Work task:
Output exactly the span of lines beginning with the one that holds "Can you find the gray" and ending with the last line of the data below.

Stored data entries
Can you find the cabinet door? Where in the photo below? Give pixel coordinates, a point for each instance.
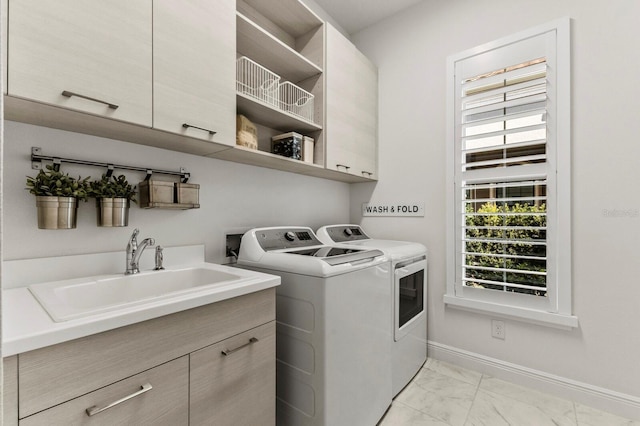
(237, 388)
(155, 397)
(94, 56)
(194, 68)
(352, 108)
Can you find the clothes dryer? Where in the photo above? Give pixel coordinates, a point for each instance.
(333, 342)
(408, 281)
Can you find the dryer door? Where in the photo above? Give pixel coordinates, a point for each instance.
(409, 295)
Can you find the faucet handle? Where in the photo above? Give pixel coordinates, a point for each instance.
(133, 239)
(159, 259)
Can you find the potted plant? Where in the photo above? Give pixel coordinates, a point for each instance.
(113, 198)
(57, 196)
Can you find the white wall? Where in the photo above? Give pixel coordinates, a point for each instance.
(410, 50)
(232, 196)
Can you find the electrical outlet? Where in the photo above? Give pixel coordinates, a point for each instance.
(497, 329)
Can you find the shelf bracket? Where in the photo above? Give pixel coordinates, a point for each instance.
(109, 172)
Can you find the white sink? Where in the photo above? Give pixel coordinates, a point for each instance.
(76, 298)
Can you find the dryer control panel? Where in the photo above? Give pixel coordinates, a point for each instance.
(284, 238)
(346, 233)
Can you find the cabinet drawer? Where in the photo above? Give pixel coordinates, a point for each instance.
(58, 373)
(165, 402)
(237, 388)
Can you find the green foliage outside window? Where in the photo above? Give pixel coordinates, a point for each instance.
(519, 225)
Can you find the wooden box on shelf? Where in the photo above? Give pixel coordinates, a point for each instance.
(187, 193)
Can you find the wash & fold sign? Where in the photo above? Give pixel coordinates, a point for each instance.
(393, 209)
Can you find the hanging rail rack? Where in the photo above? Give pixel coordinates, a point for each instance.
(37, 158)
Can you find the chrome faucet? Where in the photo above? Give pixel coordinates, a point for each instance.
(134, 252)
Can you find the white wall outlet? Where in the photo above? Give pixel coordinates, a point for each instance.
(497, 329)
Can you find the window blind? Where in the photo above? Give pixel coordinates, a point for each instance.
(503, 151)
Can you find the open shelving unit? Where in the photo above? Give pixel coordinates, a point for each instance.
(287, 38)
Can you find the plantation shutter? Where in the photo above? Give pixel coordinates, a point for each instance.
(502, 177)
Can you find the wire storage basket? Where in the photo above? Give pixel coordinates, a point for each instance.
(256, 81)
(296, 101)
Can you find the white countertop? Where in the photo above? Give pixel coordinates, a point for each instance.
(27, 326)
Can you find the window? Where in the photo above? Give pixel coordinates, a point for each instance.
(509, 241)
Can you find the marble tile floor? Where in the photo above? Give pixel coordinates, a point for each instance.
(443, 394)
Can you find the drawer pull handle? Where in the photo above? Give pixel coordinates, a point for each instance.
(70, 94)
(92, 411)
(230, 351)
(187, 125)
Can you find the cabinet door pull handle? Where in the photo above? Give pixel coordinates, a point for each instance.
(230, 351)
(77, 95)
(92, 411)
(187, 125)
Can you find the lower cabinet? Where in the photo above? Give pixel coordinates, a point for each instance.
(231, 383)
(155, 397)
(211, 365)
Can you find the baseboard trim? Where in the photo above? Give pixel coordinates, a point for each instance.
(604, 399)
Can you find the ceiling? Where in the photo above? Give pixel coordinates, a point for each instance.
(354, 15)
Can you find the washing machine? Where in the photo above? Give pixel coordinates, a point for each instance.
(333, 336)
(408, 281)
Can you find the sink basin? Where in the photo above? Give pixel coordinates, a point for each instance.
(71, 299)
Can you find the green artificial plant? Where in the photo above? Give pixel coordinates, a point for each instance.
(112, 187)
(52, 182)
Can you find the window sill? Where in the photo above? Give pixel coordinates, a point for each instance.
(549, 319)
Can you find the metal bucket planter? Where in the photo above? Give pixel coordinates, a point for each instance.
(56, 212)
(113, 211)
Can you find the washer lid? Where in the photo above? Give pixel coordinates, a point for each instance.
(341, 234)
(338, 255)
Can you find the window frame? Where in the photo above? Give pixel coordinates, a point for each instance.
(558, 311)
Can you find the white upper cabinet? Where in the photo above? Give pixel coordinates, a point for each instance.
(92, 56)
(194, 68)
(352, 108)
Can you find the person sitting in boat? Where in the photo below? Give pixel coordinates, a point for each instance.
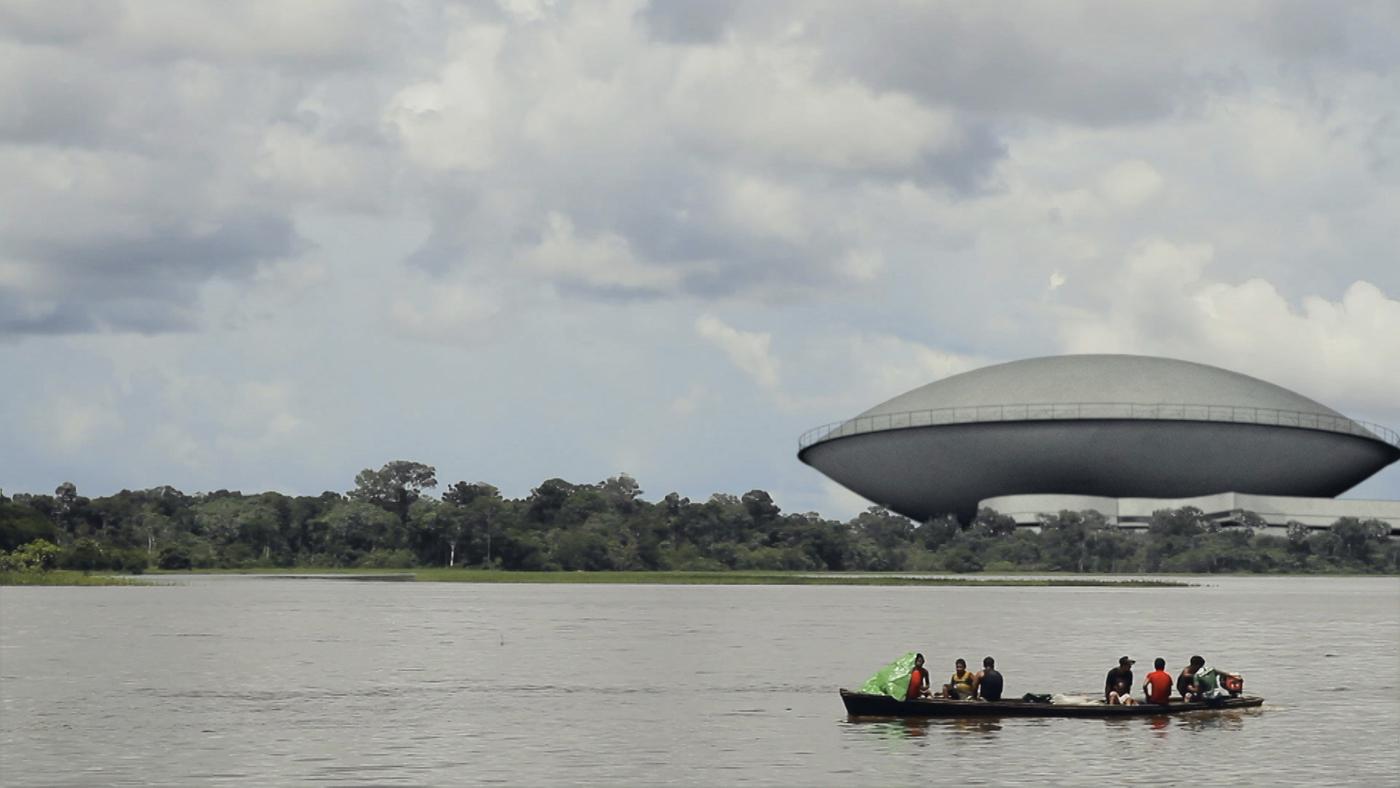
(1158, 685)
(1217, 683)
(917, 679)
(962, 683)
(987, 683)
(1117, 686)
(1186, 683)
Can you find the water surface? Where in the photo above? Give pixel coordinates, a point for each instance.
(259, 680)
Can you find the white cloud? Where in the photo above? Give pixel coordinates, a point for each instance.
(605, 261)
(1343, 353)
(748, 350)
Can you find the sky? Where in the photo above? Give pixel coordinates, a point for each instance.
(265, 245)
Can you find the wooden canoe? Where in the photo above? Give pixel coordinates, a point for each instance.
(861, 704)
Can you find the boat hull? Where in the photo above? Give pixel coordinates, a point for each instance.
(861, 704)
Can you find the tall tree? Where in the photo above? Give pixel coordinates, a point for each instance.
(395, 486)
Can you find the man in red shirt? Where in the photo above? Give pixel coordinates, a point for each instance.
(1158, 685)
(917, 680)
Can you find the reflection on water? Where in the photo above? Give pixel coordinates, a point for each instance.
(920, 727)
(270, 682)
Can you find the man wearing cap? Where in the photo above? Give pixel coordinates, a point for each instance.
(1117, 687)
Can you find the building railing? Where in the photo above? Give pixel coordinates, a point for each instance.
(1077, 410)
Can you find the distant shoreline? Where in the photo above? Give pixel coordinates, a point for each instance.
(441, 574)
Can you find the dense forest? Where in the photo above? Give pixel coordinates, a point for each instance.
(391, 519)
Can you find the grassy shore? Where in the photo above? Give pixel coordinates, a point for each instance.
(709, 578)
(66, 577)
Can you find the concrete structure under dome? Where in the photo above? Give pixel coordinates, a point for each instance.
(1101, 426)
(1277, 511)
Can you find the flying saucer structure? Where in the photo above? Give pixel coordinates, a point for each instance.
(1103, 426)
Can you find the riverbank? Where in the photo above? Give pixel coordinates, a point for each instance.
(67, 577)
(697, 578)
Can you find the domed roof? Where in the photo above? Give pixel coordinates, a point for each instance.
(1138, 380)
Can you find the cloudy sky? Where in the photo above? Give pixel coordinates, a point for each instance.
(265, 245)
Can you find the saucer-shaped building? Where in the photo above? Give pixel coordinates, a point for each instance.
(1112, 426)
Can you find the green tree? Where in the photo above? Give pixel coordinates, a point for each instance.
(395, 486)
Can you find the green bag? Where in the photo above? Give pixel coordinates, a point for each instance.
(892, 679)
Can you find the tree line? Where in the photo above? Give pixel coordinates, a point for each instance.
(389, 518)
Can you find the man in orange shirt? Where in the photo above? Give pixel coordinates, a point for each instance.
(1158, 685)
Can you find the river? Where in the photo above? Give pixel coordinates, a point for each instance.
(238, 680)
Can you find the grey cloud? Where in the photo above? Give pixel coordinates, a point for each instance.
(688, 21)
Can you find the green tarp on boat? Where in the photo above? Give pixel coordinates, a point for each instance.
(892, 679)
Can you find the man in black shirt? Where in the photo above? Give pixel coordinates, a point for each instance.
(989, 682)
(1117, 686)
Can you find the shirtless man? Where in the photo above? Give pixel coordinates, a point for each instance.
(1117, 685)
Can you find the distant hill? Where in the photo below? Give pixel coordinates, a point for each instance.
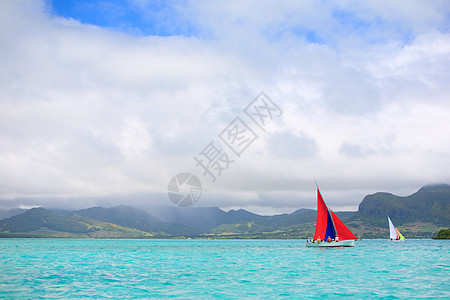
(40, 222)
(131, 217)
(5, 213)
(421, 214)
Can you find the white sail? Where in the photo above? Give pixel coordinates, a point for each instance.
(392, 232)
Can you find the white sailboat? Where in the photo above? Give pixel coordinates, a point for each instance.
(394, 234)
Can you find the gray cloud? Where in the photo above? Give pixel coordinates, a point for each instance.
(87, 112)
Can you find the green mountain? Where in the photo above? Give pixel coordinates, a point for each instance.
(131, 217)
(421, 214)
(40, 222)
(5, 213)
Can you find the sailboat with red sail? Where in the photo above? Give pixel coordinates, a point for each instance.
(330, 230)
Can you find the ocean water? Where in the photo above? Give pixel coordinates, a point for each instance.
(230, 269)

Answer:
Can you find the gray cloud? Where in the photo above? Give pixel coordinates, a point for each instance.
(87, 112)
Can you find the green mountain? Where in the photo above? Give pixel coordinates, a point for each instance.
(131, 217)
(421, 214)
(40, 222)
(5, 213)
Can you find the sailboat with red sail? Where in the photo above? Give pixel coordinates, a point for each instance.
(330, 230)
Can you find the ocean water? Where in the photo above? Give pixel coordinates, a point for each instance.
(230, 269)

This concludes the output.